-------- Given entries
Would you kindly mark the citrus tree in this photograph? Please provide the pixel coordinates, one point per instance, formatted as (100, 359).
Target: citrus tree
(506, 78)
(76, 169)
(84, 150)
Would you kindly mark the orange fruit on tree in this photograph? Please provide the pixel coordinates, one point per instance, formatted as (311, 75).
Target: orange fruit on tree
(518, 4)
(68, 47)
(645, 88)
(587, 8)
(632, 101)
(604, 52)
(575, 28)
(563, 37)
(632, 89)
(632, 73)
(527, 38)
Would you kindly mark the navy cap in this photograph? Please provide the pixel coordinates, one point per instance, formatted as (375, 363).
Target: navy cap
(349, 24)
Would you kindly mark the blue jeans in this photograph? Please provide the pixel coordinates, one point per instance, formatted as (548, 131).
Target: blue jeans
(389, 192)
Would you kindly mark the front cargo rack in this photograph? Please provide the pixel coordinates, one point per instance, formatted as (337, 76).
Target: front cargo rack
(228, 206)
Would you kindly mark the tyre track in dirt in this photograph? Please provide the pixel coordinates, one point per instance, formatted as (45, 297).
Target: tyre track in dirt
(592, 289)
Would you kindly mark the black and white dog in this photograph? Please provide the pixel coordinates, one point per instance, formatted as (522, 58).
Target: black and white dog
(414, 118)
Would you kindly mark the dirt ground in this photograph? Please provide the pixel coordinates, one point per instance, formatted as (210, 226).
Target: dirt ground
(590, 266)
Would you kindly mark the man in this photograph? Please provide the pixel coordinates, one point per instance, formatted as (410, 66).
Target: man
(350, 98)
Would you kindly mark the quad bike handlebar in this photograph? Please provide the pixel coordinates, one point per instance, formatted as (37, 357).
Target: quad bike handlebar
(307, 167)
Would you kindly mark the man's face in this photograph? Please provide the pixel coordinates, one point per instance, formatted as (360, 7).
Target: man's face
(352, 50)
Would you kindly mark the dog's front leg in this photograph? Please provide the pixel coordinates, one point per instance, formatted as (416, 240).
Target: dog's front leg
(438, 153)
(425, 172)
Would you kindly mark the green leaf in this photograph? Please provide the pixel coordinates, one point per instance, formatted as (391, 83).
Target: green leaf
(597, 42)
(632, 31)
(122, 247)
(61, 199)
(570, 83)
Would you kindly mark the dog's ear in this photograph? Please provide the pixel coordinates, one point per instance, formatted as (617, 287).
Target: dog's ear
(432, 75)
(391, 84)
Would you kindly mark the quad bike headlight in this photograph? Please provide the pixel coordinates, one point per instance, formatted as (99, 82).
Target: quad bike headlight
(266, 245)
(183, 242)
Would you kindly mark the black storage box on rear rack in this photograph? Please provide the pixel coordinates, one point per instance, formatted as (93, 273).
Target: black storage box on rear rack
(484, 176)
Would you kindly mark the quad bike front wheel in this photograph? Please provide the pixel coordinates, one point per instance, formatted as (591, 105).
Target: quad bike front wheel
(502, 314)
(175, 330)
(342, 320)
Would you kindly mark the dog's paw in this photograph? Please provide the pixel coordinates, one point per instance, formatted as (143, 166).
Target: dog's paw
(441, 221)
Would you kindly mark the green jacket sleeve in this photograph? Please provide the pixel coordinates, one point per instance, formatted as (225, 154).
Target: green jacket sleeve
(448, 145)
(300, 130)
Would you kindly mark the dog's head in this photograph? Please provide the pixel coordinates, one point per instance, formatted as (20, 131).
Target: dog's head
----------------
Set down each entry again, unchanged.

Would you kindly mark the citrus tree in this photograph? Please provide the pixel coordinates, one point per instance, formatted as (100, 359).
Target: citrus tree
(506, 78)
(76, 169)
(84, 150)
Would you kindly mark the orange fruit on tree in this photograph? Please provide the pixel coordinates, one point per instance, formatted as (311, 75).
Target: orange fruit on tree
(518, 4)
(68, 47)
(645, 88)
(587, 8)
(632, 101)
(604, 52)
(575, 28)
(563, 37)
(632, 89)
(632, 73)
(527, 38)
Would you kindly mark the navy cap in this photograph? Please provide the pixel coordinates, one point per instance, formatted as (375, 363).
Target: navy cap
(349, 24)
Would you kindly mark the blue jeans in this photograph? Please provide the pixel coordinates, one point per instance, formatted as (548, 131).
Target: blue jeans
(389, 192)
Would you kindly mark the front cargo rack in this photograph? Please provide the pixel coordinates, one point per instance, formatted as (337, 76).
Target: front cargo rack
(228, 206)
Would you kindly mark the tyre track in dirt in this photograph? Please provide the pixel coordinates, one point per instance, formatted as (45, 297).
Target: tyre track in dirt
(592, 289)
Would you kindly mark the black and white dog in this photograph? Please provide the pixel coordinates, one point per instance, formatted as (522, 58).
Target: black and white dog
(414, 118)
Would you kindly mark the dirt ground in this photograph? Please provide the pixel coordinates, one point per instance, formatted as (210, 226).
Target: dirt ground
(590, 266)
Would you kindly mark the man in this photograph? Please provide the pixel coordinates, one point per instance, formatted as (410, 66).
Target: man
(350, 98)
Would you kindly mark the quad bike handlebar in this photograph? Please provide the pixel coordinates, one point per instance, formatted as (37, 357).
Target: quad bike handlebar
(307, 167)
Would you kindly mark the man's face in this photograph? Please provide the pixel coordinates, one point per instance, formatted as (360, 7).
Target: man's face
(352, 50)
Would you kindly mark the dog's front leg in this photograph? Please provide the pixel coordinates, one point per instance, formatted as (416, 240).
Target: dog's front leg
(438, 153)
(425, 172)
Would you kindly mark the green leaf in this photograph? Please provide the pixel coordinates, one point per instance, formatted as (391, 83).
Target: green leaf
(597, 42)
(632, 31)
(122, 247)
(61, 199)
(570, 83)
Would you kindly mark the dog's ear in this photograph? Please provide the pixel coordinates, one point per instance, formatted as (617, 287).
Target: dog's ear
(432, 75)
(391, 84)
Would you kindly mark the quad bike headlight in this photograph? Please provide the pixel coordinates, one point per instance, formatted as (99, 82).
Target: quad bike headlight
(266, 245)
(183, 242)
Would you kindly mark the black storage box on rear rack in this photograph? Please provide the pixel coordinates, one point per instance, formatted as (93, 273).
Target: black storage box on rear rack
(484, 176)
Would you kindly mark the quad bike front wheel in this photograph? Please provide the pixel coordinates, one point per instance, formatted as (591, 105).
Target: quad bike front wheel
(502, 314)
(175, 330)
(342, 320)
Would you kindly mark the dog's paw in this photograph? Please provide the pixel coordinates, one point per instance, formatted as (143, 166).
Target: dog's paw
(441, 221)
Would you kindly mark the green jacket sleeve in this photograph? Please provide the pixel coordinates, one point per instance, formatted as (225, 154).
Target: green jacket sleeve
(448, 145)
(300, 130)
Would you kindly mark the dog's head in this photograph? Please provide the pixel coordinates, one point per instance, formatted as (20, 131).
Target: dog's head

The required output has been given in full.